**Set problem a**
Decide whether each statement below agrees with the thickener text. Answer yes or no for each one and quote the deciding words of the text. (i) The primer panels were exposed to salt spray for 200 hours. (ii) Dispersant 1124 is more hydrophobic than Dispersant 681. (iii) In the Maincote® AE-58 topcoat, HEUR 708 was used as an 8% solution in water.

An anti-corrosive primer based on a small particle size styrene-acrylic latex was prepared (see Anti-Corrosive Primer Formulation sidebar). This formulation was modified with an epoxy ester to improve the adhesion to steel. An unthickened base paint was prepared, divided and thickened to equal Stormer (KU) viscosities at equal weight solids. These paints were spray applied to cold-rolled steel panels, aged 14 days and exposed to salt spray for 200 hours. Paint performance data is shown in Table 2. The paint with HMHEC 100 has improved corrosion resistance compared to HMHEC 330. This is consistent with the expectations that prevention of latex flocculation improves the paint performance. In this formulation, the paint with HMHEC 100 also demonstrates improved corrosion resistance compared to the HEUR 708 thickened paint.

Photos of the corrosion test panels are shown in Figure 3. These paints are all at the same film build, and the only formulation difference is the type and amount of thickener. In general, it was found that the corrosion performance of paints thickened with HMHEC 100 is better than or equal to paint thickened with HEUR modifiers.

Dispersants, surfactants and coalescing solvents influence HMHEC 100 performance in coatings. The amount of the additive, as well as its hydrophilic or hydrophobic nature, is important. Table 3 shows the impact of dispersant type and level on HMHEC 100 performance in a gloss coating. Dispersant 681 is more hydrophobic than Dispersant 1124, and reduces the efficiency of HMHEC 100 in this paint. As in any formulation, careful evaluation of the dispersant type and level is necessary to optimize paint performance.

The choice and amount of coalescing solvent may also affect thickener performance. The partitioning of the solvent between the continuous water phase and the polymer phase of the paint may impact the thickening efficiency and other properties. The coalescing solvent is intimately involved in film formation, and may also impact properties such as gloss, corrosion resistance, water resistance, adhesion, and dry time. Formulation of the best possible coating for a given application always requires compromises between the desired properties and the performance demonstrated by the coating.

Performance of Waterbonern Industrial Coatings

HMHEC 100 provides improved sag resistance compared to HEUR-thickened paint at the same viscosity. This allows spray application of higher film builds before sag is observed. Higher film build per coat could result in lower application costs. Some of the systems tested for increased spray sag resistance are shown in Table 4. The improved sag resistance is accompanied by equal or improved performance for all of these formulations.

A topcoat based on Maincote® AE-58 was prepared. Part A was post thickened to 75 KU. HEUR 708 was used as received to thicken these paints, while HMHEC 100 was used as an 8% solution in water. Properties of the wet paint and of the cured film are shown in Table 5. The corrosion and water resistance are comparable for these paints.

Thickening a 2K epoxy primer in the hardener package demonstrated improved efficiency for HMHEC 100 compared to HEUR 8. The performance is summarized in Table 6. Notice that the sag resistance of the HMHEC 100 paint is higher than that for the HEUR 8 paint.

Another example is a gloss direct-to-metal paint based on Pliotec LS-1 styrene-acrylic latex from Goodyear. This paint showed good gloss, wet adhesion and salt-spray resistance. The performance is listed in Table 7. Sag resistance was improved in this paint.

**Record set**
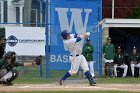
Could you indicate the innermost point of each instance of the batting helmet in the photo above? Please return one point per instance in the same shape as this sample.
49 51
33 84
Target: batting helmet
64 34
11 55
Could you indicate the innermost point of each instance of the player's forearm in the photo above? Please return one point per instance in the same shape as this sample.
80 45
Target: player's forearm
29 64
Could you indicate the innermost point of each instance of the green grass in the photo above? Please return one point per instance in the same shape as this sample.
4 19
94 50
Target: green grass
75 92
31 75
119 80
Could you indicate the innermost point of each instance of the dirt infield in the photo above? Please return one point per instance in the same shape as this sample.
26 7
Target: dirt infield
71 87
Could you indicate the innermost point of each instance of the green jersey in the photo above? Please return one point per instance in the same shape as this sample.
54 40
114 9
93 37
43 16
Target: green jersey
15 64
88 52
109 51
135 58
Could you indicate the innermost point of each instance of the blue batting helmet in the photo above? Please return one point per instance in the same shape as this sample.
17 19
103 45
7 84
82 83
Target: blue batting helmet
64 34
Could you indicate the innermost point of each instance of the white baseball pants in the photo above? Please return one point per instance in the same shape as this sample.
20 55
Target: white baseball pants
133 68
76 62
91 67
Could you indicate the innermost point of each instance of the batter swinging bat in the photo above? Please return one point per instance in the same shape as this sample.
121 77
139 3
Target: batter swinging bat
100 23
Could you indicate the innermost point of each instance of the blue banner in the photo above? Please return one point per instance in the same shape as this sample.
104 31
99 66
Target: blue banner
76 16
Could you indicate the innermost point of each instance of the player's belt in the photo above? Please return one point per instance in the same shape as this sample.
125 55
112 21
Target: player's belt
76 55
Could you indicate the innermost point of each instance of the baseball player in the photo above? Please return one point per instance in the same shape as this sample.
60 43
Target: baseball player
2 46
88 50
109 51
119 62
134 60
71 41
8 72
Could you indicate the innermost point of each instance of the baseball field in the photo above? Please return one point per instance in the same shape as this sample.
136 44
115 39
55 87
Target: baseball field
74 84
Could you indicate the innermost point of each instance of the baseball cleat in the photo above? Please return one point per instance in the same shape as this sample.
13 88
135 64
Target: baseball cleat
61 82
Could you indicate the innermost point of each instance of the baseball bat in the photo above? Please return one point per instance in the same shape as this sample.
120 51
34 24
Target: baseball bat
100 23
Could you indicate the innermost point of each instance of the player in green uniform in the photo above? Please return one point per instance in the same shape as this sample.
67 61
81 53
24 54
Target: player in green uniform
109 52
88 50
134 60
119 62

---

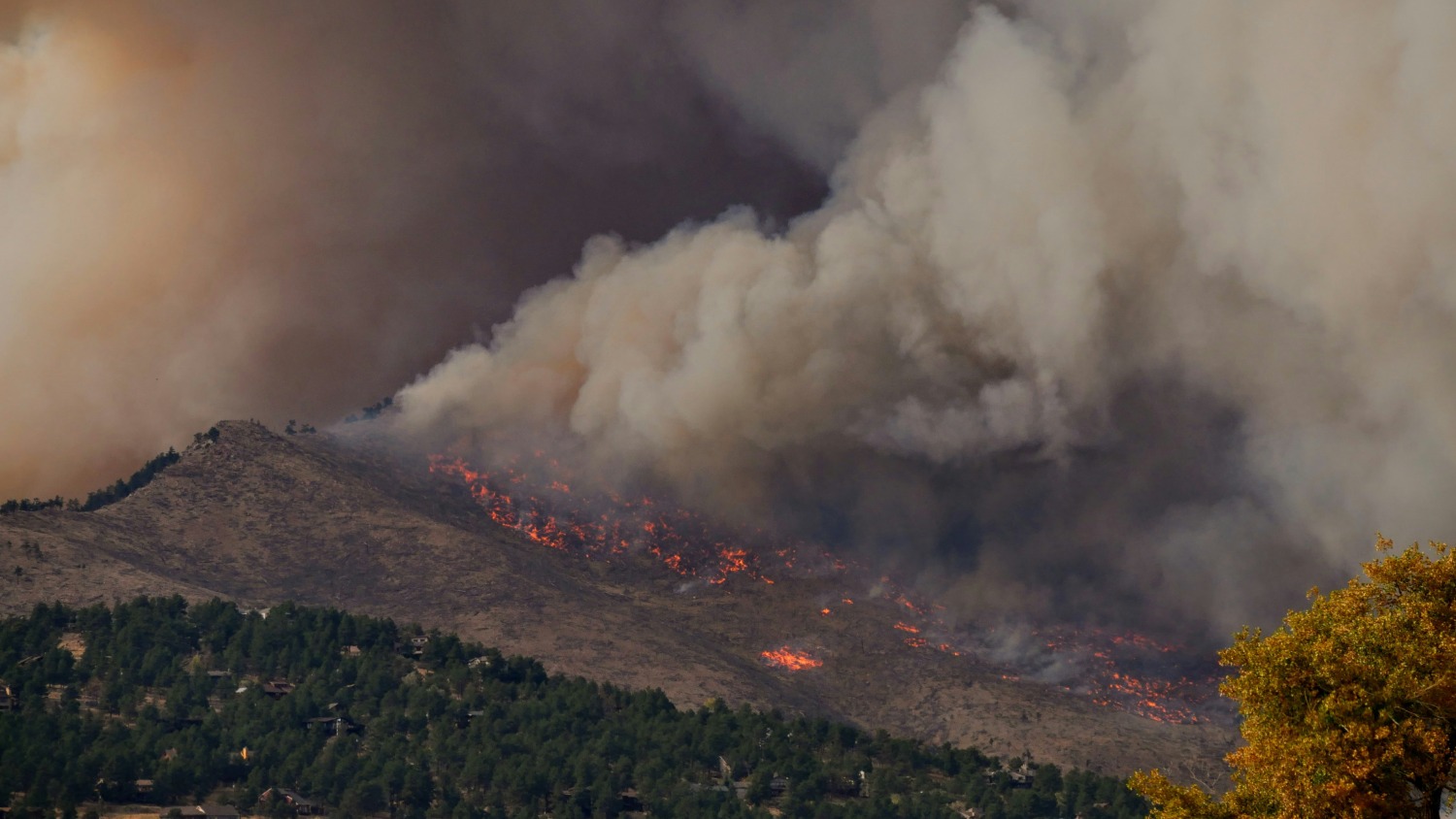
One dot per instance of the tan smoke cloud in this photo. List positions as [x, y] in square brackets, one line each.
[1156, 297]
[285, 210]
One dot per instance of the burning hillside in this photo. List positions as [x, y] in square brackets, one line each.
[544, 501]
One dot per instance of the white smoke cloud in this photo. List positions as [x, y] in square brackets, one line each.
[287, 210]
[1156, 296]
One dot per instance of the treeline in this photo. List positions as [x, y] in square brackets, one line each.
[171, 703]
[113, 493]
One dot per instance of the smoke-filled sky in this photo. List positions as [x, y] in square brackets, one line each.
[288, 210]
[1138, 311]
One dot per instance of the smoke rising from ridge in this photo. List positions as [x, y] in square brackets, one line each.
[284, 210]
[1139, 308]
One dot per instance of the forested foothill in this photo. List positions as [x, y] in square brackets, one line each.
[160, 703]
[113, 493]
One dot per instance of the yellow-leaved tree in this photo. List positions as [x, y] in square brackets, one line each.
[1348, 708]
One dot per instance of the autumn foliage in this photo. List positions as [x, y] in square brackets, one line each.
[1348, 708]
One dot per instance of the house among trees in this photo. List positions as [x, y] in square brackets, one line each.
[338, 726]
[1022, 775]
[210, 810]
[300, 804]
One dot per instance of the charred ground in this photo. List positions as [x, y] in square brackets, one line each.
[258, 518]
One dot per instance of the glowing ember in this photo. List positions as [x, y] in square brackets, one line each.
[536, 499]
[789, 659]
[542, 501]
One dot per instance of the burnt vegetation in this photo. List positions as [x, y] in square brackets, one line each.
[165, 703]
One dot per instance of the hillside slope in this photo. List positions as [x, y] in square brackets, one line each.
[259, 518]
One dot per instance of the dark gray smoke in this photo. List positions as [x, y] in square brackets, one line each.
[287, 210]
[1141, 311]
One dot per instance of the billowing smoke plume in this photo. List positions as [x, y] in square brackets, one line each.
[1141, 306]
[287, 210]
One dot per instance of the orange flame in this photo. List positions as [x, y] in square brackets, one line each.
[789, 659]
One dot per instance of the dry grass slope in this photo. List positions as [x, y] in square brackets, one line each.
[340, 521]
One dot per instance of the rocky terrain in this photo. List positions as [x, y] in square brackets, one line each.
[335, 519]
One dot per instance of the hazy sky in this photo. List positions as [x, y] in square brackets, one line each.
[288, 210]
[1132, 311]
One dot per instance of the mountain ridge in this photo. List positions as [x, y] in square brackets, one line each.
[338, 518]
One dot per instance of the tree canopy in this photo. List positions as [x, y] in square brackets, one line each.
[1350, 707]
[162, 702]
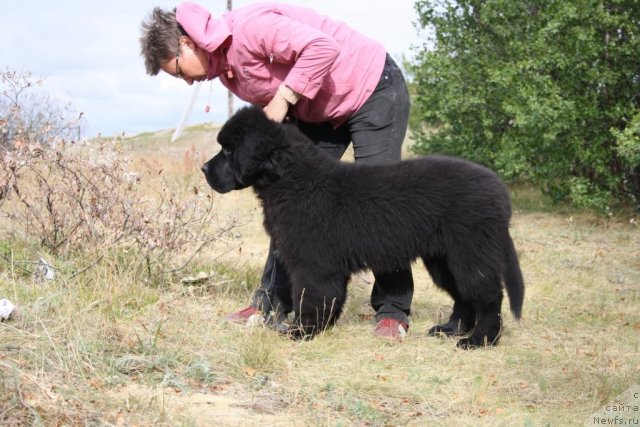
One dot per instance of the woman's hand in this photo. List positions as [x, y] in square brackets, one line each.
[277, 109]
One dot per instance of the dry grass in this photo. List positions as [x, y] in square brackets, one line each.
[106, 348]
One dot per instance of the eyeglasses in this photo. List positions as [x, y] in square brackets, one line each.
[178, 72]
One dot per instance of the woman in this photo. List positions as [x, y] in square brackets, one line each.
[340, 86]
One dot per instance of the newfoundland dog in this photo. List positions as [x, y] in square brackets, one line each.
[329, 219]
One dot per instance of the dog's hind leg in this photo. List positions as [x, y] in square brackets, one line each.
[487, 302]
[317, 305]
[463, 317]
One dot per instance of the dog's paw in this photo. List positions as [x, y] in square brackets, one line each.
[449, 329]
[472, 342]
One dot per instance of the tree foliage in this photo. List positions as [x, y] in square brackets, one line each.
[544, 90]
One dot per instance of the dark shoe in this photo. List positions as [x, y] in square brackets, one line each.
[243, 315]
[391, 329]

**Set problem b**
Gather every line of the entries that contains the word "jersey".

**Result a**
(i) Yes: "exposed to salt spray for 200 hours"
(ii) No: "Dispersant 681 is more hydrophobic than Dispersant 1124"
(iii) No: "HEUR 708 was used as received to thicken these paints, while HMHEC 100 was used as an 8% solution in water"

**Result b**
Could you indicate the innermost point of each instance of the green jersey in the photo above? Please return one point per instance in the same shape as this sample.
Target: green jersey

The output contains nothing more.